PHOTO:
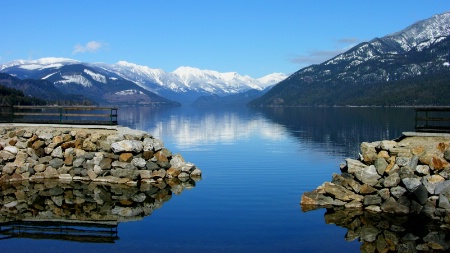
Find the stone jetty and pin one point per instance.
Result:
(56, 200)
(117, 155)
(410, 175)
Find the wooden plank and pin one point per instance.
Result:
(433, 119)
(37, 114)
(65, 107)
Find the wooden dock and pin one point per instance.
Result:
(433, 120)
(75, 115)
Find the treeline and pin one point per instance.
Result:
(429, 90)
(10, 97)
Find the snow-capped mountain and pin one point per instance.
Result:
(409, 67)
(71, 77)
(185, 84)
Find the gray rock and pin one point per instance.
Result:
(372, 200)
(443, 202)
(384, 193)
(437, 240)
(57, 152)
(414, 162)
(406, 172)
(380, 165)
(441, 186)
(368, 175)
(388, 145)
(151, 166)
(177, 161)
(411, 184)
(398, 191)
(392, 180)
(139, 197)
(11, 149)
(403, 161)
(391, 206)
(127, 146)
(138, 162)
(447, 154)
(78, 162)
(315, 198)
(336, 191)
(423, 169)
(421, 194)
(56, 163)
(354, 166)
(431, 182)
(124, 173)
(369, 233)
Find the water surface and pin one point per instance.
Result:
(256, 165)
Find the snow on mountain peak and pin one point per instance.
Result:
(42, 63)
(181, 80)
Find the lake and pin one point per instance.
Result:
(256, 164)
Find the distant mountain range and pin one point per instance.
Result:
(409, 67)
(128, 83)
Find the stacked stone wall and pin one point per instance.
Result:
(407, 176)
(121, 155)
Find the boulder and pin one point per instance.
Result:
(127, 146)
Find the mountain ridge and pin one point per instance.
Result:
(421, 49)
(185, 84)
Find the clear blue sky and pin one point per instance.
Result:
(251, 37)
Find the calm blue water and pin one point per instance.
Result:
(256, 165)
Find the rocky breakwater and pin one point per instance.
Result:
(406, 176)
(120, 155)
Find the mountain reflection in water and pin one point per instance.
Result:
(78, 211)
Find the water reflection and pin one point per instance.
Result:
(383, 232)
(335, 131)
(79, 211)
(340, 130)
(191, 128)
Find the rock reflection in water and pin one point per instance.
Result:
(79, 211)
(383, 232)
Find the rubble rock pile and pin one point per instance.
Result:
(406, 176)
(121, 155)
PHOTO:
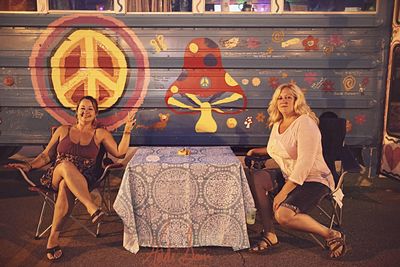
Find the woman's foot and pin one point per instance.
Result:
(336, 244)
(54, 253)
(265, 244)
(97, 216)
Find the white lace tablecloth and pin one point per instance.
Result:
(168, 200)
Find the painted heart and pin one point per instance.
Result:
(392, 156)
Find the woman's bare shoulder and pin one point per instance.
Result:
(62, 129)
(102, 132)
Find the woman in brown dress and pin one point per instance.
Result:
(73, 171)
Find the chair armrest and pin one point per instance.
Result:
(114, 166)
(257, 162)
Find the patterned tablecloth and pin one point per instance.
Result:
(168, 200)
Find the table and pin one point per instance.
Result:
(169, 200)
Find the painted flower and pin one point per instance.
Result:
(365, 82)
(310, 77)
(273, 82)
(327, 86)
(253, 43)
(360, 119)
(260, 117)
(310, 43)
(336, 40)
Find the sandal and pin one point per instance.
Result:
(97, 216)
(337, 243)
(52, 251)
(261, 248)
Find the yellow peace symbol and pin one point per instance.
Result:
(88, 63)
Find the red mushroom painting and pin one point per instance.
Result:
(204, 86)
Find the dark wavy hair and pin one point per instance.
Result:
(92, 100)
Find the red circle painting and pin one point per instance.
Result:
(78, 55)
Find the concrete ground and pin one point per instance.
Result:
(371, 222)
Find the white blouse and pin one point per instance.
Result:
(298, 152)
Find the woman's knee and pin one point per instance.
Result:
(63, 204)
(66, 167)
(284, 215)
(262, 179)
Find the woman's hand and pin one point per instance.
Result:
(130, 122)
(250, 152)
(25, 166)
(280, 197)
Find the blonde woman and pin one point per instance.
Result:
(73, 171)
(295, 145)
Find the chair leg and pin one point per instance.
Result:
(50, 202)
(105, 194)
(323, 246)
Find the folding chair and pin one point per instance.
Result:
(333, 132)
(103, 166)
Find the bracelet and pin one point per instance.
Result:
(30, 165)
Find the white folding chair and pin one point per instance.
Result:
(105, 165)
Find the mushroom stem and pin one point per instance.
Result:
(206, 123)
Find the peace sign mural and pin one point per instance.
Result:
(67, 65)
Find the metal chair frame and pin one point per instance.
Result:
(49, 198)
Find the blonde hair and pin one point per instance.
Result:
(300, 104)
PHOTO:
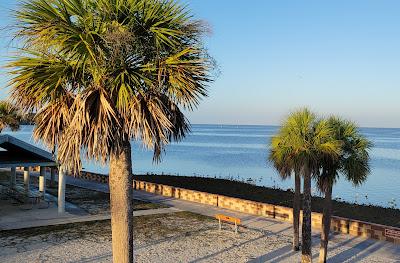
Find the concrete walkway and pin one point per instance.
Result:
(351, 246)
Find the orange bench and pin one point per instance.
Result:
(229, 219)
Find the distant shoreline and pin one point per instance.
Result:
(368, 213)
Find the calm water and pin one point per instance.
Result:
(240, 152)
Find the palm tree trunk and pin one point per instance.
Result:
(326, 225)
(120, 182)
(296, 211)
(306, 256)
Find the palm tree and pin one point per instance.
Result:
(353, 163)
(281, 158)
(100, 73)
(306, 140)
(9, 116)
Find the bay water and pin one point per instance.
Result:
(239, 152)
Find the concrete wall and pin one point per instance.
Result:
(338, 224)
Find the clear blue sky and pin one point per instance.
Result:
(338, 56)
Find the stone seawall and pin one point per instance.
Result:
(338, 224)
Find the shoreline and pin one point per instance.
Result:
(242, 190)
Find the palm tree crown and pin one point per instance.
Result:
(353, 160)
(100, 72)
(301, 141)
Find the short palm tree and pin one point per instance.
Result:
(281, 156)
(100, 73)
(353, 163)
(306, 140)
(9, 116)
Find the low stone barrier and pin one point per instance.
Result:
(338, 224)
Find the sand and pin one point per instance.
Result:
(176, 237)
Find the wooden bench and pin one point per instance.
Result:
(21, 192)
(229, 219)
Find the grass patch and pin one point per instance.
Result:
(96, 202)
(149, 226)
(369, 213)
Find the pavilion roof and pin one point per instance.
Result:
(15, 153)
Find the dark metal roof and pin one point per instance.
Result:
(15, 152)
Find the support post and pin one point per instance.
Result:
(42, 179)
(26, 178)
(61, 190)
(13, 177)
(52, 176)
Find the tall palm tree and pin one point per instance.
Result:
(307, 139)
(100, 73)
(9, 116)
(281, 156)
(353, 163)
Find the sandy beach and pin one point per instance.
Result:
(175, 237)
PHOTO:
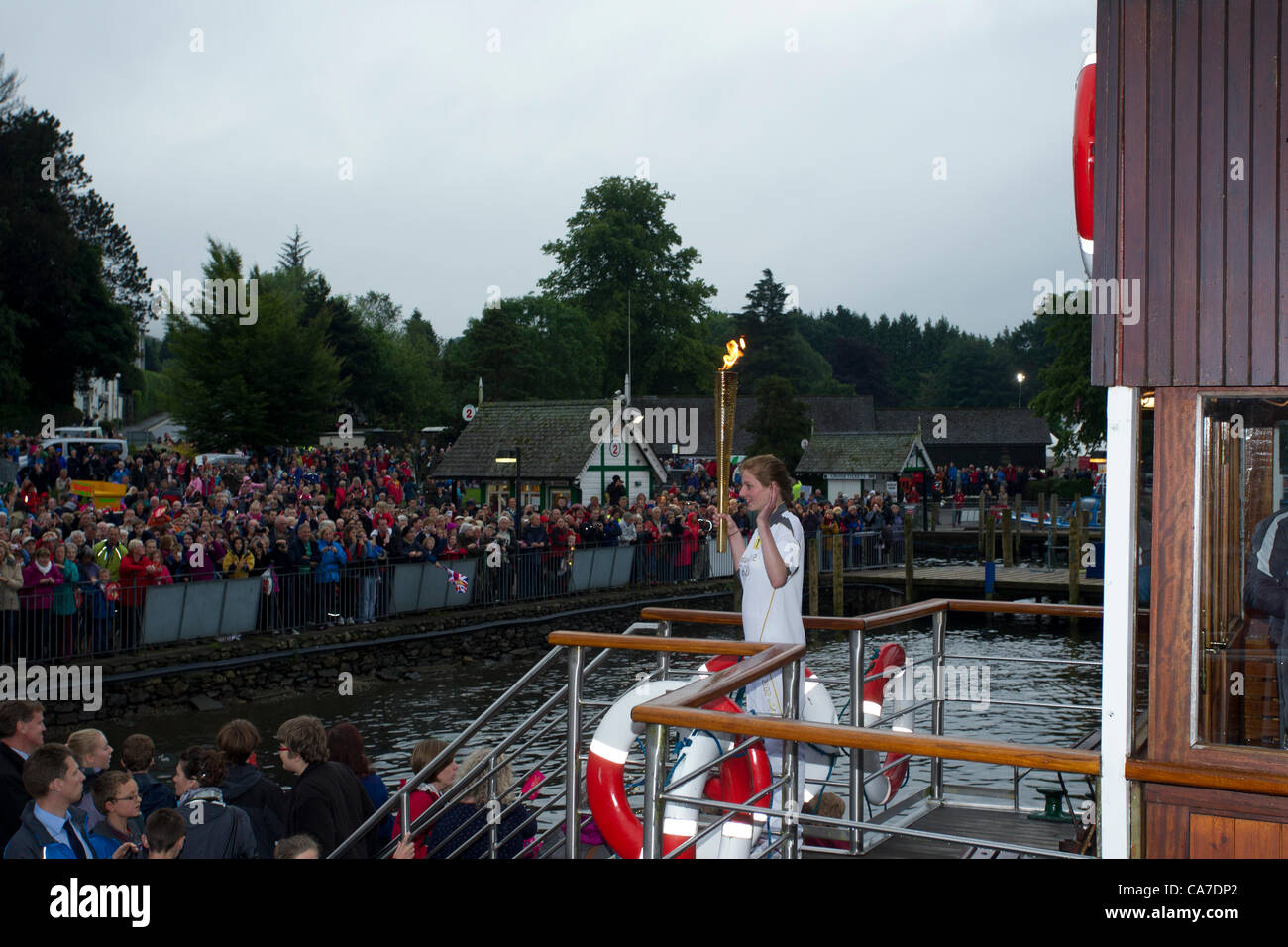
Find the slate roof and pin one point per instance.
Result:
(553, 438)
(857, 453)
(970, 425)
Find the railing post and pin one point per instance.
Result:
(664, 657)
(812, 554)
(936, 763)
(655, 777)
(837, 575)
(791, 751)
(572, 774)
(855, 755)
(493, 810)
(404, 814)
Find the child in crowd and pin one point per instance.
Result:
(165, 834)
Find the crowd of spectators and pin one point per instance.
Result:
(67, 800)
(321, 527)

________________________

• [Your assignment] Copy every line of the data word for word, omitting the images.

• [Reply to the exercise]
PHOTO:
Find the stone jetty and pin one point per instance.
Result:
(56, 200)
(117, 155)
(410, 175)
Find the wooden plank and pin one point per instance.
Result:
(433, 119)
(37, 114)
(65, 107)
Find the wooden dock and pin one point per instance.
Result:
(433, 120)
(75, 115)
Find the treeline and pin one point per instance.
Result:
(429, 90)
(10, 97)
Find the snow-capped mountain and pin one point per instance.
Result:
(409, 67)
(71, 77)
(185, 84)
Find the gray rock and pin one point per instance.
Result:
(372, 200)
(443, 202)
(384, 193)
(437, 240)
(57, 152)
(414, 162)
(406, 172)
(380, 165)
(441, 186)
(368, 175)
(388, 145)
(151, 166)
(177, 161)
(411, 184)
(398, 191)
(392, 180)
(139, 197)
(11, 149)
(403, 161)
(391, 206)
(127, 146)
(138, 162)
(447, 154)
(78, 162)
(315, 198)
(336, 191)
(423, 169)
(421, 194)
(56, 163)
(354, 166)
(431, 182)
(124, 173)
(369, 233)
Find the water surface and pin one point per instance.
Result:
(256, 165)
Find the snow on mountain peak and pin one point per instance.
Result:
(42, 63)
(181, 80)
Find the lake and pin one point per instance.
Result:
(256, 164)
Find the distant mountain range and pin one point per instance.
Result:
(409, 67)
(128, 83)
Find the stacked stone wall and pin one point per instance.
Result:
(407, 176)
(121, 155)
Find the boulder and pin one point per instance.
Result:
(127, 146)
Find the mountain ridge and pin one point per instance.
Result:
(421, 49)
(185, 84)
Find the clear blue sky and pin one point per instance.
Result:
(251, 37)
Find the calm blue water and pin one point per instance.
Result:
(256, 165)
Find the rocky breakwater and pin one point per instance.
Result:
(406, 176)
(120, 155)
Find the mountain reflection in water and pin one point per instance.
Result:
(78, 211)
Find the water reflection and pin one point per instance.
Result:
(383, 232)
(335, 131)
(79, 211)
(340, 130)
(191, 128)
Find the rock reflection in water and pin one point per instance.
Result:
(79, 211)
(383, 232)
Find the rubble rock pile and pin one point per instance.
Result:
(406, 176)
(121, 155)
PHOTO:
Find the woman's foot and pin one point per instance.
Result:
(336, 244)
(54, 253)
(265, 244)
(97, 216)
Find the white lace tablecloth and pin one point per instance.
Result:
(168, 200)
Find the painted heart and pin one point per instance.
Result:
(392, 156)
Find the woman's bare shoulder and pin one point per instance.
Result:
(62, 129)
(102, 132)
Find the woman in brown dress and pin one point per instance.
Result:
(73, 171)
Find the chair armrest and pin one point per instance.
Result:
(114, 166)
(257, 162)
Find the patterned tablecloth and pin one point per instance.
Result:
(168, 200)
Find the table and pin one point per instance.
Result:
(169, 200)
Find the painted flower and pin one point per instance.
Result:
(365, 82)
(310, 77)
(273, 82)
(327, 86)
(253, 43)
(360, 119)
(260, 117)
(310, 43)
(336, 40)
Find the sandal and pin one point per instance.
Result:
(97, 216)
(337, 243)
(52, 251)
(261, 248)
Find the yellow peace symbol and pin one point per instance.
Result:
(88, 63)
Find the red mushroom painting and pin one point per instance.
Result:
(204, 86)
Find the dark wavy hair and pin one point per instance.
Result:
(92, 100)
Find the red circle painting and pin one point per instance.
Result:
(78, 55)
Find the concrete ground and pin one point per instance.
Result:
(371, 222)
Find the white blouse and pin one point per instance.
Result:
(298, 152)
Find the woman's knee and pin one point per instance.
Result:
(63, 204)
(66, 167)
(284, 215)
(262, 179)
Find the woman's hand and pin one point per instance.
Result:
(130, 122)
(250, 152)
(25, 166)
(280, 197)
Find the blonde woman and pin one point per instance.
Result:
(73, 171)
(295, 145)
Find the chair leg and pin one point per instance.
Result:
(50, 202)
(105, 194)
(323, 246)
Find the folding chair and pin one point per instance.
Result:
(333, 132)
(103, 166)
Find the bracelet and pin one point per instance.
Result:
(30, 165)
Find the white folding chair and pin one point per instance.
Result:
(105, 165)
Find the mushroom stem and pin one point per instance.
Result:
(206, 123)
Find the peace sign mural and pin one point per instance.
Result:
(67, 65)
Find the metal chair frame and pin one point per instance.
Result:
(49, 198)
Find the blonde hair and pin one point per instance.
Result:
(300, 104)
PHOTO:
Find the concrete walkway and pin one point per instance.
Result:
(351, 246)
Find the orange bench and pin one point per instance.
Result:
(229, 219)
Find the distant shoreline and pin one point per instance.
Result:
(368, 213)
Find the calm water and pin one point per instance.
Result:
(240, 152)
Find the palm tree trunk and pin one point per instance.
Result:
(326, 225)
(120, 182)
(296, 211)
(306, 256)
Find the palm tree and pin one point per instance.
Result:
(353, 163)
(281, 158)
(100, 73)
(306, 140)
(9, 116)
Find the bay water and pin one point per instance.
Result:
(239, 152)
Find the concrete wall and pin one point per instance.
Result:
(338, 224)
Find the clear blue sky and pin one point per instance.
Result:
(338, 56)
Find the stone seawall and pin one point per instance.
Result:
(338, 224)
Find the shoreline and pin one point per instance.
Result:
(242, 190)
Find the palm tree crown and pin one point per instance.
Result:
(353, 160)
(100, 72)
(301, 141)
Find the short palm tree and pin one point per instance.
Result:
(281, 156)
(100, 73)
(353, 163)
(306, 140)
(9, 116)
Find the low stone barrier and pin one point per instance.
Result:
(338, 224)
Find the sand and pin one point per instance.
Result:
(176, 237)
Find the wooden bench and pin one point per instance.
Result:
(21, 192)
(229, 219)
Find the grass patch and pin one point per instance.
Result:
(96, 202)
(149, 226)
(369, 213)
Find the pavilion roof and pin one point per instance.
Result:
(15, 153)
Find the dark metal roof and pin one point per instance.
Result:
(15, 152)
Find the support post and pin one point per instance.
Result:
(42, 179)
(26, 178)
(61, 190)
(13, 177)
(52, 176)
Find the tall palm tree and pin one point per instance.
Result:
(307, 139)
(100, 73)
(9, 116)
(281, 156)
(353, 163)
Find the sandy beach and pin one point per instance.
Result:
(175, 237)
PHOTO:
Find the slate roof and pin one point per instance.
Result:
(553, 438)
(857, 453)
(970, 425)
Find the railing post and pin one point per instance.
Result:
(664, 657)
(812, 554)
(936, 763)
(655, 777)
(837, 575)
(791, 751)
(572, 774)
(855, 755)
(493, 810)
(404, 814)
Find the child in crowd and pin one point per instance.
Result:
(165, 834)
Find the crowd of spectators and pin one point per instance.
Result:
(67, 800)
(321, 527)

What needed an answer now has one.